-- begin --
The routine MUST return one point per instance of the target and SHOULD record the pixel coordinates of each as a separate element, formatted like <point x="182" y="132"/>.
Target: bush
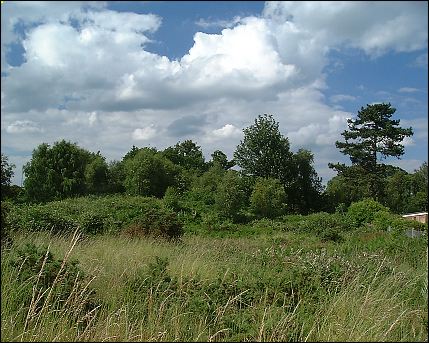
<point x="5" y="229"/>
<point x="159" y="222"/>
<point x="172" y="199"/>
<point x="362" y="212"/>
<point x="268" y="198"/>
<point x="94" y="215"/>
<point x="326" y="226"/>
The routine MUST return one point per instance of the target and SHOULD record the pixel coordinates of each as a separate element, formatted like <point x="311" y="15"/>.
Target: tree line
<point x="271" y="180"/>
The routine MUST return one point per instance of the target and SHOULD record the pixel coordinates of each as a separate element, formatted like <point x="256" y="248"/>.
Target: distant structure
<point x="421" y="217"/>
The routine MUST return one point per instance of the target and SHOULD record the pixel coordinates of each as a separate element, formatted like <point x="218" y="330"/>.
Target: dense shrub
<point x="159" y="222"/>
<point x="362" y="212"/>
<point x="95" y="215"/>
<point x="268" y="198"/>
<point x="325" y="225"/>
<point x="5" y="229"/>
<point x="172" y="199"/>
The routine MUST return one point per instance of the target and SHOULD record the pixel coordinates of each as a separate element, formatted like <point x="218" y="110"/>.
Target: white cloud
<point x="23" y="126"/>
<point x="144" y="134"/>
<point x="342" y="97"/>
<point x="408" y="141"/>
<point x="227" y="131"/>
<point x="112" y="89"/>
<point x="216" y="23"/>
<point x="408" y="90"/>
-- end --
-- begin --
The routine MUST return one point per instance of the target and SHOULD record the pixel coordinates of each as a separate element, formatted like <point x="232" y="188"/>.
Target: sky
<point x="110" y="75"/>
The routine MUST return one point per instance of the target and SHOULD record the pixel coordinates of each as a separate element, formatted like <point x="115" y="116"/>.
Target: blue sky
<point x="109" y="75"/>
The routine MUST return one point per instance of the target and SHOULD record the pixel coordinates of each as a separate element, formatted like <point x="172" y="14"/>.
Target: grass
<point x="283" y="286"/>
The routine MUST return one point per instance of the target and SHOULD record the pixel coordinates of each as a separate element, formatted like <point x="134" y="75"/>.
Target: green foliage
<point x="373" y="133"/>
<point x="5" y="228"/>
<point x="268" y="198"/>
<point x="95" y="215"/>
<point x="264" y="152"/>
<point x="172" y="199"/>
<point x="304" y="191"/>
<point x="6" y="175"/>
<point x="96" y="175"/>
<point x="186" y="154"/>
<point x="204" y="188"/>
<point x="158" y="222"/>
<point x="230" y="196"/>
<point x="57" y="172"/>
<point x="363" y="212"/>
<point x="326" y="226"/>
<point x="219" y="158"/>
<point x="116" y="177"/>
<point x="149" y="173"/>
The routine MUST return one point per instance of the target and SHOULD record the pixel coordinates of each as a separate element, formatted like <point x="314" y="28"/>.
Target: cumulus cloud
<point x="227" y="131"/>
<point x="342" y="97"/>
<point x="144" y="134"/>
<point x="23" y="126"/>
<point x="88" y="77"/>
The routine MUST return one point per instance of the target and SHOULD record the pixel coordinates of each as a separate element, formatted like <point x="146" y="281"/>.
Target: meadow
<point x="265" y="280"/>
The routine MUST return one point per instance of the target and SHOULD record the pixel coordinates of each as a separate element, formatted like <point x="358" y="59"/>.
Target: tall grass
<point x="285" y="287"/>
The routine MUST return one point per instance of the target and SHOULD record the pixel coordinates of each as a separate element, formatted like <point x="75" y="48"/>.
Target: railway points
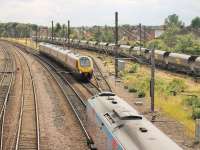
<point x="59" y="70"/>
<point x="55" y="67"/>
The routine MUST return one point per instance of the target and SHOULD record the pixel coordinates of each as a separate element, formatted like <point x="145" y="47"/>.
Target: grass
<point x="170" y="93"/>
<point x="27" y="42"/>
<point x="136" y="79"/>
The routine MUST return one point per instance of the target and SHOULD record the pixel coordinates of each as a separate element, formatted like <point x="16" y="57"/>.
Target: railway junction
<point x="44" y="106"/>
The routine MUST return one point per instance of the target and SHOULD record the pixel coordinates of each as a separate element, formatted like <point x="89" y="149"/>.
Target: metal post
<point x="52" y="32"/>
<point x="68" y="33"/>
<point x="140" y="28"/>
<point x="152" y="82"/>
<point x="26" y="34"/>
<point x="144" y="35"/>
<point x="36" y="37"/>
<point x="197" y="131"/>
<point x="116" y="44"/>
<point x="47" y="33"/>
-- end --
-- begin --
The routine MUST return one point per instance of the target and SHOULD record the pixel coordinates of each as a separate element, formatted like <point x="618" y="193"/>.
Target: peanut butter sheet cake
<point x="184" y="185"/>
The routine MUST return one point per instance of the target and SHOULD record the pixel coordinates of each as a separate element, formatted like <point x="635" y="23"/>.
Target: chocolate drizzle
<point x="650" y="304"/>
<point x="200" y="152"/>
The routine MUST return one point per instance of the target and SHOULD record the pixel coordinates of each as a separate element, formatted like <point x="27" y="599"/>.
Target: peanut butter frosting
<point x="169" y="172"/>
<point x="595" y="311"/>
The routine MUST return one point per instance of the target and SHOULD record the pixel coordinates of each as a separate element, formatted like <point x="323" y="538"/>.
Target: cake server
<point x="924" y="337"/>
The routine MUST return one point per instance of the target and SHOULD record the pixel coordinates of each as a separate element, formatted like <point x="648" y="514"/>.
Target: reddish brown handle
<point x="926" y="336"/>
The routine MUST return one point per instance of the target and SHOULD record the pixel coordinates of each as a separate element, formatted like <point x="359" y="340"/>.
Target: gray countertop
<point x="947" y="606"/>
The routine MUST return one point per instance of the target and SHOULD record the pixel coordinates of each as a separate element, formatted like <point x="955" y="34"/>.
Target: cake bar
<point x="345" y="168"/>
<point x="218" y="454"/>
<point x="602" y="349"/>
-- end --
TO DO
Locate every line in the items above that contains the string "butter" and copy each one out. The match is case-sensitive.

ANSWER TO THE TASK
Target: peanut butter sheet cake
Target: peanut butter frosting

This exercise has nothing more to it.